↓↓↓

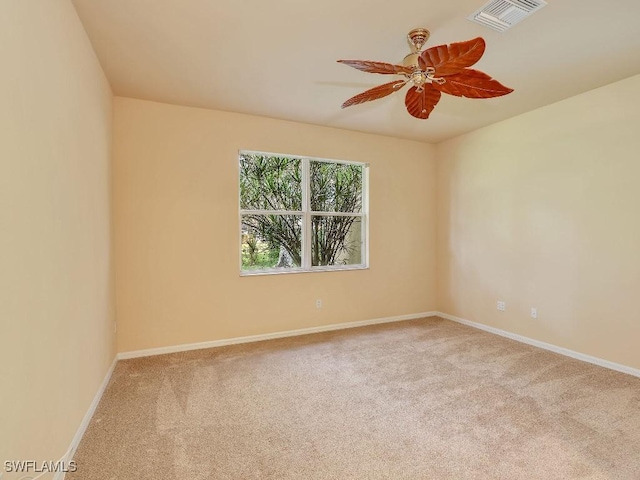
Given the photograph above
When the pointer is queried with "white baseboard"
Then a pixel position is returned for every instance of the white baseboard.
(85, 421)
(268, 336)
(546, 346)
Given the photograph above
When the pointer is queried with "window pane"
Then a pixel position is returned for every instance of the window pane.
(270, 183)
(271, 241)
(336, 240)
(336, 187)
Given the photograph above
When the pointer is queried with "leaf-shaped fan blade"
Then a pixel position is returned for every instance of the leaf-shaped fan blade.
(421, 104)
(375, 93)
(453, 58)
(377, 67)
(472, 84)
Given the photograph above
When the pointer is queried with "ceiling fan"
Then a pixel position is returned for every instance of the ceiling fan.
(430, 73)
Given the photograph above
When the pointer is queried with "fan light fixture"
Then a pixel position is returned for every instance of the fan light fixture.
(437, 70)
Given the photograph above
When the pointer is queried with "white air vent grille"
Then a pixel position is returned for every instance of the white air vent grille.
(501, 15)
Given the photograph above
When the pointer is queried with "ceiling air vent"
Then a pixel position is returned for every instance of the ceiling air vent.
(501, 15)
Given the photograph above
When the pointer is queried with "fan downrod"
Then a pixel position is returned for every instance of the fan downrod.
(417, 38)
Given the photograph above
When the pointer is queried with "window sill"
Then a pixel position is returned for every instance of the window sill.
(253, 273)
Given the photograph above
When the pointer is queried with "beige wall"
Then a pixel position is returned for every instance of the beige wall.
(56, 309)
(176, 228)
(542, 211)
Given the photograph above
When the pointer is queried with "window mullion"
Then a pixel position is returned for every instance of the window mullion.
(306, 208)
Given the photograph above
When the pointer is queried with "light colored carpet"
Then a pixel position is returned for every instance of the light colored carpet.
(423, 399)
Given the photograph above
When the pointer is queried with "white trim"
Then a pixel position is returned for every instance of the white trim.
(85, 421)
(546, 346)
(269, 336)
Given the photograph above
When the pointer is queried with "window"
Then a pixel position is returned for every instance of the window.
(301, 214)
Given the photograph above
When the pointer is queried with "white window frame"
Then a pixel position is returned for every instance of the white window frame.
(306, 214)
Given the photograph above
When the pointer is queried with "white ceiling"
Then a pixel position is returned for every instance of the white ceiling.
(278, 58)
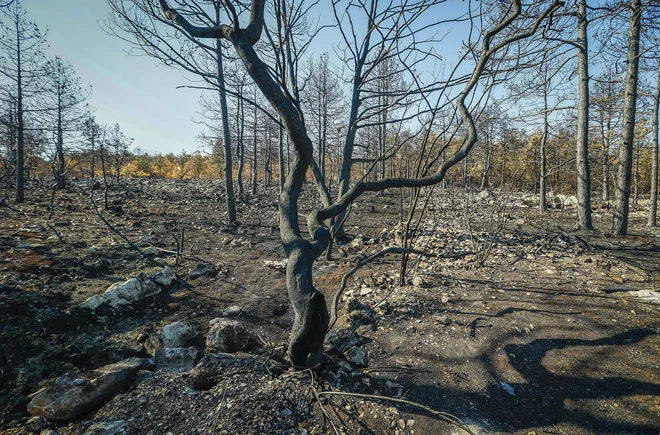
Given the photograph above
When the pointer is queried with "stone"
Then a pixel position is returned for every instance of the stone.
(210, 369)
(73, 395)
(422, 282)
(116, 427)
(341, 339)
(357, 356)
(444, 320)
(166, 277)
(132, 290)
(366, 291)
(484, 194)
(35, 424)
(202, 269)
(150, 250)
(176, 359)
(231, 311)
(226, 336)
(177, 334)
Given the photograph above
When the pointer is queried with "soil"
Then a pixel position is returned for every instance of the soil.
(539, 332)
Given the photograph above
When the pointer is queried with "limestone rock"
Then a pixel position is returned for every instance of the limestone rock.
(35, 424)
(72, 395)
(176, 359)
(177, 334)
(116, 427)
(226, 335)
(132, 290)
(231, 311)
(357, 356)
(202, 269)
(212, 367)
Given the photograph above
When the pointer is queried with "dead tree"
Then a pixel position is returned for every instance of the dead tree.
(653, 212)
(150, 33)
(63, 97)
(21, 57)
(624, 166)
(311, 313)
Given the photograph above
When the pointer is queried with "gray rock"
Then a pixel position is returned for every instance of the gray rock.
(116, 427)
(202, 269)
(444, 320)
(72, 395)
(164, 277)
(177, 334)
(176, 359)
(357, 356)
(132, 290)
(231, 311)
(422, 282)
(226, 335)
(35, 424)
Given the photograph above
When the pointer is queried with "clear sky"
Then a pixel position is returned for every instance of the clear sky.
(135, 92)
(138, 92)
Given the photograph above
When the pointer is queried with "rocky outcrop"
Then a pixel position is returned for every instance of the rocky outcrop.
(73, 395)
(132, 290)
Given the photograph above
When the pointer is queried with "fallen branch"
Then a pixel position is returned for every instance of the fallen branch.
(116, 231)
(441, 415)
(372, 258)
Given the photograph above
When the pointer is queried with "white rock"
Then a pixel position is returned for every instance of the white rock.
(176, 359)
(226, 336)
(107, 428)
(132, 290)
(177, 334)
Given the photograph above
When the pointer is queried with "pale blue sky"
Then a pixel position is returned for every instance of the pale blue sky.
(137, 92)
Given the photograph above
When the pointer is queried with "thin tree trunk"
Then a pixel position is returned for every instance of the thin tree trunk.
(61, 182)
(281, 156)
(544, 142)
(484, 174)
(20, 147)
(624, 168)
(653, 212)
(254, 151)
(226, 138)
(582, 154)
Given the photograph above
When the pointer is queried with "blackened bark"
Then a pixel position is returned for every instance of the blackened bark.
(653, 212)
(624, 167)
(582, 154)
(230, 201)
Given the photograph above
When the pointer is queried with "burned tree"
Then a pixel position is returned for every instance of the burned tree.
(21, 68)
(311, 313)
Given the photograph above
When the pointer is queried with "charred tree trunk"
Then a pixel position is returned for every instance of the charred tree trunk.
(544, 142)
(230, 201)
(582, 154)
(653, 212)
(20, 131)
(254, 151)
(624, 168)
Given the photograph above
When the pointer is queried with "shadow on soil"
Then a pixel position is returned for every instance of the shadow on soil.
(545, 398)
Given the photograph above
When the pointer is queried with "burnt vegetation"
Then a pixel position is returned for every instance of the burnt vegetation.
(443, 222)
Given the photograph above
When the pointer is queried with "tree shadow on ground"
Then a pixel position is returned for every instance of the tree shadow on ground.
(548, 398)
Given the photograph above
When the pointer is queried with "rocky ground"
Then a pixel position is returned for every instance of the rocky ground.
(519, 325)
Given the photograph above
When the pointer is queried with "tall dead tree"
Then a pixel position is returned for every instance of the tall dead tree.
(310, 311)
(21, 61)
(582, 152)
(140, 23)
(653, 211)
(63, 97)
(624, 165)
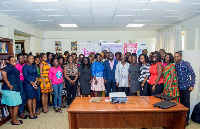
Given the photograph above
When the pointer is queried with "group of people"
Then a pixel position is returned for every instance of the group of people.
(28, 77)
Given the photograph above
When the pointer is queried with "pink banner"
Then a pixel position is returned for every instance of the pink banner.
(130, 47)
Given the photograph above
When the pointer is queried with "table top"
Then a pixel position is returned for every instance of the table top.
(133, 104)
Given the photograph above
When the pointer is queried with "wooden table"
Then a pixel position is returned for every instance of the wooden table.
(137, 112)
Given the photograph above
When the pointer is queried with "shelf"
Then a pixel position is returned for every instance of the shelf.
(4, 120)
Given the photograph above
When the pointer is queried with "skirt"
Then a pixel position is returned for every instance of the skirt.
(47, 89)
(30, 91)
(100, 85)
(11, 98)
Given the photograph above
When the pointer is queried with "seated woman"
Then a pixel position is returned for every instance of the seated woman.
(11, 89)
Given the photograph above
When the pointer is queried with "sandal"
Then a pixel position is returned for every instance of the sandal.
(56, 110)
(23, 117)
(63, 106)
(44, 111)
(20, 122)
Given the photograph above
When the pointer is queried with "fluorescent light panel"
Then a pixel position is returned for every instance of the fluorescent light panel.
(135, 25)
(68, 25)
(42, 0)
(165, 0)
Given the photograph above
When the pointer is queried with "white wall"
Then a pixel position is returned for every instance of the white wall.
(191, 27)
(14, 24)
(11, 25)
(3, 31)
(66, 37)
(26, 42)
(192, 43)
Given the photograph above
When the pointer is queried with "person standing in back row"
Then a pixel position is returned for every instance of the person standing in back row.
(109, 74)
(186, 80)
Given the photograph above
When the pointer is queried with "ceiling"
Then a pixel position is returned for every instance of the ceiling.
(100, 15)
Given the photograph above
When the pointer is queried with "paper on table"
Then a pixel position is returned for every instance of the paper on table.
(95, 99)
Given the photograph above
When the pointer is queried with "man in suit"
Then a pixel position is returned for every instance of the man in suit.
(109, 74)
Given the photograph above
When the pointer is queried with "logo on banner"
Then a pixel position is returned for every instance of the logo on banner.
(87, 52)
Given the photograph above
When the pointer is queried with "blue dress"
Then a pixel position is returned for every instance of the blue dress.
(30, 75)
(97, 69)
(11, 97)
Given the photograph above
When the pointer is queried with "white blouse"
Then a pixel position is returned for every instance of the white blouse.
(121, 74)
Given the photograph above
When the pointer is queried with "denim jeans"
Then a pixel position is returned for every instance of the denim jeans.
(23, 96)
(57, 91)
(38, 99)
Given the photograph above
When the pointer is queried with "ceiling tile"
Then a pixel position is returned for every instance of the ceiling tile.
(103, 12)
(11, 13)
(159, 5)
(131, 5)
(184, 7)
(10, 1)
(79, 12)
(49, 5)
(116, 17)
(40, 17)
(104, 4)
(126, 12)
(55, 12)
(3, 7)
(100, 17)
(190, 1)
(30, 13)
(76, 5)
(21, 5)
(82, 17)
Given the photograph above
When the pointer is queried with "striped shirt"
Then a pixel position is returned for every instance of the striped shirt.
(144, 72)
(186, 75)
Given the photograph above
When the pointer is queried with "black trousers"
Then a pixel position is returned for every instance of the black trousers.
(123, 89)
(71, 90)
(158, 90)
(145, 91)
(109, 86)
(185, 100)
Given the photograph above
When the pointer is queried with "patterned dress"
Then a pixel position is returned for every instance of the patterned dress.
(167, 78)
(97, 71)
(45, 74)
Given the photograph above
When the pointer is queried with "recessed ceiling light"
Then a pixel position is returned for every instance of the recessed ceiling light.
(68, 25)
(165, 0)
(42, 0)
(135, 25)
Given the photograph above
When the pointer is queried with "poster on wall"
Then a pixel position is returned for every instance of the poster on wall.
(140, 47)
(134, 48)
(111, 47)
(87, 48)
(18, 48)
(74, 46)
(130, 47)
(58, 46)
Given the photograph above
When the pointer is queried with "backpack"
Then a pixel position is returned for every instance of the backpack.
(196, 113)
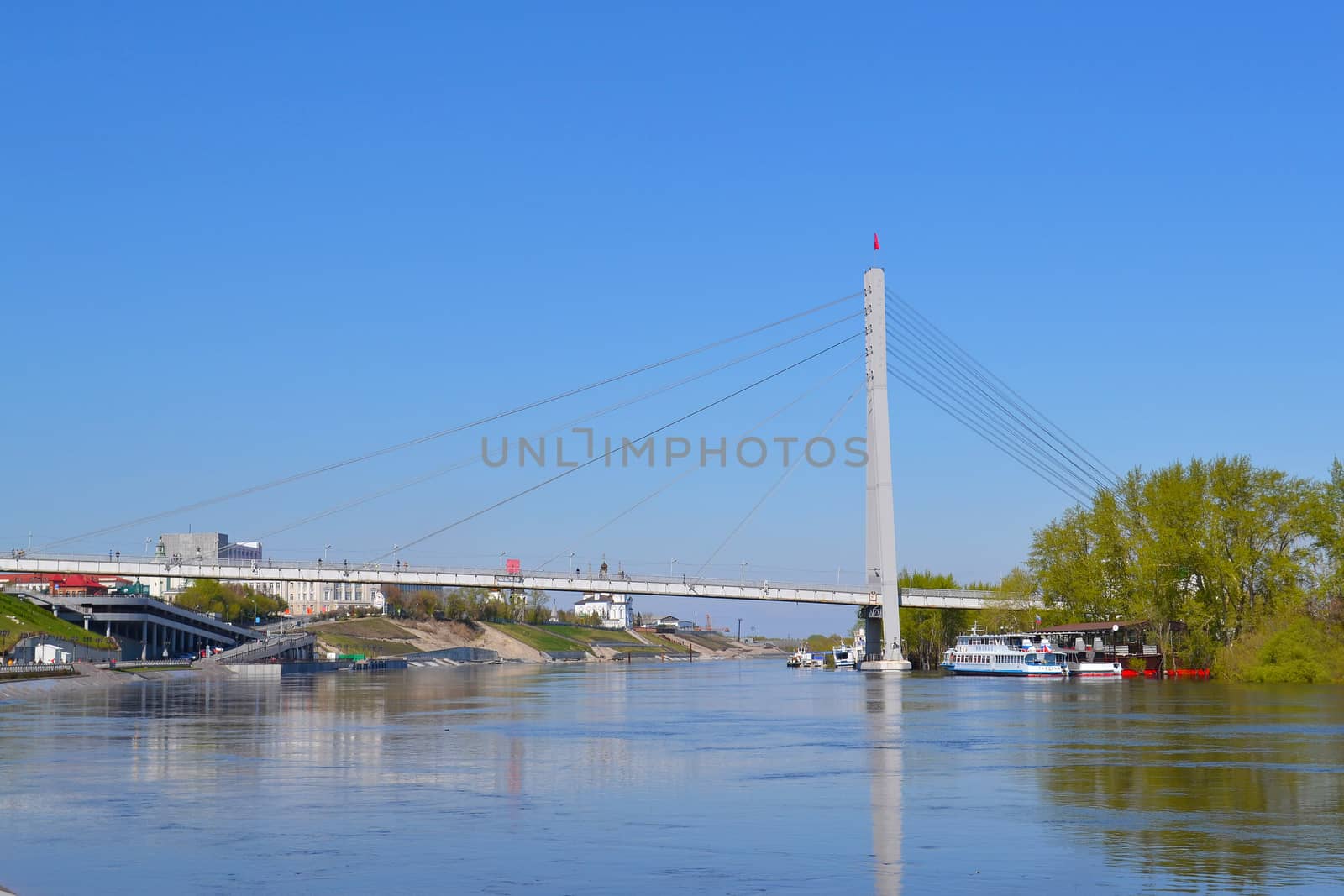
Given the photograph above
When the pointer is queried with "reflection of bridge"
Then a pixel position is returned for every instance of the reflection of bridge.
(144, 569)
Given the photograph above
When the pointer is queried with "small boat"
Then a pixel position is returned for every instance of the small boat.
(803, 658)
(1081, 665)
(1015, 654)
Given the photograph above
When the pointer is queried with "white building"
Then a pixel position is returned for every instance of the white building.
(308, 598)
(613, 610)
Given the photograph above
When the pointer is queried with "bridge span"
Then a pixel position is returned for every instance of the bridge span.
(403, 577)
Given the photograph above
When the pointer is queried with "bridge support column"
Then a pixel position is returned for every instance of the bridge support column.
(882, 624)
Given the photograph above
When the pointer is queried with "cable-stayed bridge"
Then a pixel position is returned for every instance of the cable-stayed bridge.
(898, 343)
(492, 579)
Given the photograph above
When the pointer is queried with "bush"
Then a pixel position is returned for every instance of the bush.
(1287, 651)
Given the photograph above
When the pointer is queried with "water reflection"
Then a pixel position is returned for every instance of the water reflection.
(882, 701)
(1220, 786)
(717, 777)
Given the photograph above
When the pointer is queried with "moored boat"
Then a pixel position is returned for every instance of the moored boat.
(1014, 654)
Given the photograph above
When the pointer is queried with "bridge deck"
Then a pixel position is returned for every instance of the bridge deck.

↑↑↑

→ **Do this**:
Display every line above that contains the string "light". The match is case-sensitive.

→ **Completed exercise**:
When the pointer is queried with "fan light fixture"
Then a pixel position is returned for every instance of the fan light fixture.
When the pointer is queried with "light colored carpet"
Then a pixel position is returned for every instance of the light colored carpet.
When the pointer is queried with "fluorescent light panel"
Then a pixel position is returned for every instance of the fluorescent light panel.
When the pointer is queried with "recessed ceiling light"
Then a pixel position is returned for every instance of the recessed ceiling light.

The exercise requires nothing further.